▶ [Exercise brief]:
Change "dot" to "point" in the data from the start through the line holding "x=232 y=224", inclusive, and write out only those lines with nothing else altered.
═════ Provided records ═════
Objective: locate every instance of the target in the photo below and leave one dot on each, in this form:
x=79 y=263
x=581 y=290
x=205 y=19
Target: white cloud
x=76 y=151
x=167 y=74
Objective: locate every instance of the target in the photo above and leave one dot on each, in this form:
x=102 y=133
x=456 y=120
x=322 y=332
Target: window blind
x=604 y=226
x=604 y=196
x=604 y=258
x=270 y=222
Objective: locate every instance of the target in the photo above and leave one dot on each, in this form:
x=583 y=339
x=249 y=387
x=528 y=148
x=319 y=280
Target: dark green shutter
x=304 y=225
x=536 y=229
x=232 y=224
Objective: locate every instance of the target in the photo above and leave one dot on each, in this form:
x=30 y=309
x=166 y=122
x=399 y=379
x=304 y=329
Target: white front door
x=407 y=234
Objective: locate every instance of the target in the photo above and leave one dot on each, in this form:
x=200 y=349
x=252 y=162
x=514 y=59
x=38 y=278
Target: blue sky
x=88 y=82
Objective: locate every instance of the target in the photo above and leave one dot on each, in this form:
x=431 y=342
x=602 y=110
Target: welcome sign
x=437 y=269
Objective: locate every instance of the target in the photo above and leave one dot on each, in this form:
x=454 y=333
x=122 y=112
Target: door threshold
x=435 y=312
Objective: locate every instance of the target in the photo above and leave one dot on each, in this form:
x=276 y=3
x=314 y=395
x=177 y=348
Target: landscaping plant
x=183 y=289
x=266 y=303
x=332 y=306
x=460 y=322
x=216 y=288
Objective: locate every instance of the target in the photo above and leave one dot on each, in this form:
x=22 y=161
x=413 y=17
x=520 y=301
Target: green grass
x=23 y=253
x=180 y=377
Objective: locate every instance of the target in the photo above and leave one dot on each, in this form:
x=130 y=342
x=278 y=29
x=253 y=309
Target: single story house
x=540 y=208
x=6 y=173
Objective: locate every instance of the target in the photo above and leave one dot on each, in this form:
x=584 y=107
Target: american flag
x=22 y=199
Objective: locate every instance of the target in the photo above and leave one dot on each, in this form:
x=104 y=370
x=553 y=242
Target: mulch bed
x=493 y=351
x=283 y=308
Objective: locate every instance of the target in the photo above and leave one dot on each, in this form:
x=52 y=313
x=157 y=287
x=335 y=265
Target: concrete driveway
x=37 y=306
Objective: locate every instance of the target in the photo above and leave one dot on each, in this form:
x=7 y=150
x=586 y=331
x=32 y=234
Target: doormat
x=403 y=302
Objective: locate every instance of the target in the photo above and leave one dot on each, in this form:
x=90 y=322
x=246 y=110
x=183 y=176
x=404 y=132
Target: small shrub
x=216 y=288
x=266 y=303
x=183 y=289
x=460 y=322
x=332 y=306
═════
▶ [Final result]:
Objective: locate every instance of the target in the photo below and leave one point on each, in this form:
x=79 y=263
x=581 y=290
x=205 y=19
Target: white cloud
x=76 y=151
x=167 y=74
Objective: locate every instance of the target in the photo above and leave one point on each, in this form:
x=102 y=133
x=456 y=120
x=322 y=332
Target: window blind
x=604 y=226
x=604 y=196
x=604 y=258
x=270 y=222
Objective: locate every instance of the target in the photo above and leave one point on each, in this form:
x=583 y=339
x=249 y=387
x=528 y=148
x=319 y=280
Target: dark green shutter
x=304 y=225
x=536 y=229
x=232 y=224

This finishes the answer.